**Prompt 1:** Please reproduce verbatim the part of the named graphs message below that opens with the words containing "From: Patrick Stickler" and closes with "no matter what.".
**Prompt 2:** In the named graphs message below, what does a user apply to information before doing something with it?

**Source text:**
Re: Named graphs etc from Patrick Stickler on 2004-03-09 (www-archive@w3.org from March 2004)

From: Patrick Stickler <patrick.stickler@nokia.com>
Date: Tue, 9 Mar 2004 10:12:03 +0200
To: "ext Chris Bizer" <chris@bizer.de>
Cc: <www-archive@w3.org>, "ext Jeremy Carroll" <jjc@hplb.hpl.hp.com>, "ext Pat Hayes" <phayes@ihmc.us>
Message-Id: <72B7DF40-71A1-11D8-B899-000A95EAFCEA@nokia.com>
On Mar 08, 2004, at 16:06, ext Chris Bizer wrote:

> Hi Patrick,
>
>> That said, I'm starting to appreciate some of Chris' arguments about
>> all statements being asserted, no matter what.
>>
>
> The argument isn't that they are all asserted, but that they are 
> uncertain
> until the user applies a trust function to them. I think it is a three 
> step
> process:
> 1. Graphs published on the Semantic Web are not asserted but uncertain 
> to
> the user.
> 2. Before a user does something with the information, he applies a
> subjective and task-specific trust function (or policy) to the 
> information.
> There is a wide range of different functions possible which take 
> provenance,
> the autor's reputation, related information published by other authors 
> into
> account.

**Data:**
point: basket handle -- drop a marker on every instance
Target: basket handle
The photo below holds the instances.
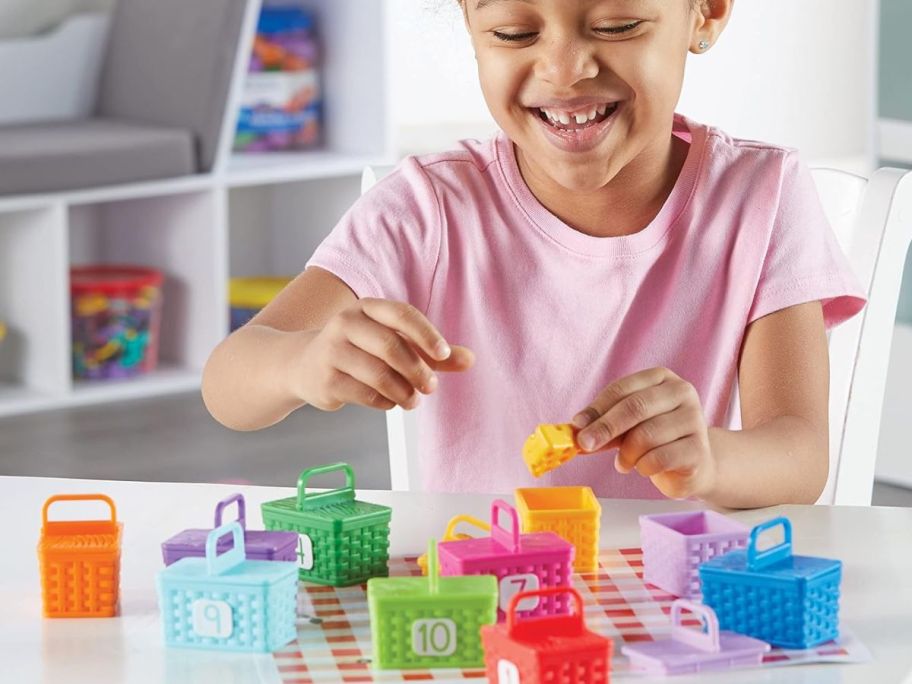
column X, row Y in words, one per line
column 501, row 535
column 219, row 564
column 346, row 493
column 242, row 510
column 450, row 533
column 707, row 641
column 547, row 591
column 78, row 497
column 757, row 560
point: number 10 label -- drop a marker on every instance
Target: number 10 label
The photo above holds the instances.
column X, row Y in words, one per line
column 434, row 637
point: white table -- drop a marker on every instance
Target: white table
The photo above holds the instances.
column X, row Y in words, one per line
column 875, row 545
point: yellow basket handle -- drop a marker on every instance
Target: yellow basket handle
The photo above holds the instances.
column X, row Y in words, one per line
column 78, row 497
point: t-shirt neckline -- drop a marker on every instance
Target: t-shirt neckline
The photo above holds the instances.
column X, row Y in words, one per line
column 624, row 245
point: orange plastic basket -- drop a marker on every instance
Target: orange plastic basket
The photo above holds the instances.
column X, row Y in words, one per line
column 80, row 562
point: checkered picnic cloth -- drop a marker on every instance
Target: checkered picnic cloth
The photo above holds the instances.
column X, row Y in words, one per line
column 334, row 643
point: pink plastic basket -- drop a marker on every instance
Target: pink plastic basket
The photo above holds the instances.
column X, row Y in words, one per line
column 520, row 562
column 674, row 545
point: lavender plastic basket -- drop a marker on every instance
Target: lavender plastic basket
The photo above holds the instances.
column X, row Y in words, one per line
column 259, row 544
column 675, row 544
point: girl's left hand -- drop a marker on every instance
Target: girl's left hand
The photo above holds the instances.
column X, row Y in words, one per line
column 655, row 420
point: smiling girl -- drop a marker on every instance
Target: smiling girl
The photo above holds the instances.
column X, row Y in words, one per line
column 602, row 260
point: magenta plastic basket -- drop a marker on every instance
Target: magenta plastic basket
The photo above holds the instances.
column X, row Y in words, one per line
column 675, row 544
column 520, row 562
column 694, row 650
column 259, row 544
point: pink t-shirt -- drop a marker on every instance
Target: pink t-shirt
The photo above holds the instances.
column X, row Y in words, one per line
column 554, row 315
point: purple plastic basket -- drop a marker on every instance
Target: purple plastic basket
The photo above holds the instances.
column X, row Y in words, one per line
column 259, row 544
column 675, row 544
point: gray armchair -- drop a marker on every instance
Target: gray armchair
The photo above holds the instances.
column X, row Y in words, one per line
column 165, row 84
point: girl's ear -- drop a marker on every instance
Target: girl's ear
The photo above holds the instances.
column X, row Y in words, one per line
column 711, row 18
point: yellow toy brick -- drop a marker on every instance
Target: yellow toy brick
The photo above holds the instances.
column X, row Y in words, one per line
column 548, row 447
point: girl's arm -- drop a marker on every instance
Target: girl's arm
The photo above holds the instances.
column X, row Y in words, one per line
column 782, row 452
column 318, row 344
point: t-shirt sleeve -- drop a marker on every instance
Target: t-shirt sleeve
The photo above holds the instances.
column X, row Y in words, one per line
column 387, row 244
column 804, row 261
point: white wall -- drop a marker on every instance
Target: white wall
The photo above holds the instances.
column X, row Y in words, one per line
column 794, row 73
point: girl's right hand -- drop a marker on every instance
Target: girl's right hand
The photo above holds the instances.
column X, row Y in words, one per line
column 376, row 353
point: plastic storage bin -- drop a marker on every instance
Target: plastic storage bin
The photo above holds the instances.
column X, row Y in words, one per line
column 80, row 562
column 520, row 562
column 430, row 622
column 571, row 512
column 247, row 296
column 228, row 603
column 675, row 544
column 450, row 534
column 692, row 650
column 341, row 541
column 116, row 312
column 785, row 600
column 546, row 650
column 549, row 447
column 259, row 544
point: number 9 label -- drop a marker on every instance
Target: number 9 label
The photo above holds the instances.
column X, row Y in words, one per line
column 212, row 619
column 434, row 637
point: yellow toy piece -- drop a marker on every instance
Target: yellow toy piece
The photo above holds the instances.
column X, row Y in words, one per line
column 548, row 447
column 573, row 513
column 452, row 535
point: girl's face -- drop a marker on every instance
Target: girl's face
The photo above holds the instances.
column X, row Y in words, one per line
column 583, row 87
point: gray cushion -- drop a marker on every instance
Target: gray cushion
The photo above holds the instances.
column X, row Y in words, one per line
column 81, row 154
column 169, row 63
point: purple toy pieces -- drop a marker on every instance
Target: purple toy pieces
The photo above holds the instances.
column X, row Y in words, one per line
column 692, row 650
column 675, row 544
column 259, row 544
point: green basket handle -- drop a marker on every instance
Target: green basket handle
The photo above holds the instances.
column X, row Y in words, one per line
column 78, row 497
column 757, row 560
column 220, row 564
column 341, row 495
column 707, row 641
column 547, row 591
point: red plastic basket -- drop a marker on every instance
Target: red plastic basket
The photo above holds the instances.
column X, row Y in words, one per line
column 555, row 649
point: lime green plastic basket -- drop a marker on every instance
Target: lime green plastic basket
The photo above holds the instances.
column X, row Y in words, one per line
column 430, row 622
column 341, row 541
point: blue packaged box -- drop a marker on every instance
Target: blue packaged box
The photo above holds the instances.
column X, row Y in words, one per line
column 786, row 600
column 226, row 602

**Result 1:**
From: Patrick Stickler <patrick.stickler@nokia.com>
Date: Tue, 9 Mar 2004 10:12:03 +0200
To: "ext Chris Bizer" <chris@bizer.de>
Cc: <www-archive@w3.org>, "ext Jeremy Carroll" <jjc@hplb.hpl.hp.com>, "ext Pat Hayes" <phayes@ihmc.us>
Message-Id: <72B7DF40-71A1-11D8-B899-000A95EAFCEA@nokia.com>
On Mar 08, 2004, at 16:06, ext Chris Bizer wrote:

> Hi Patrick,
>
>> That said, I'm starting to appreciate some of Chris' arguments about
>> all statements being asserted, no matter what.

**Result 2:** A subjective and task-specific trust function, or policy.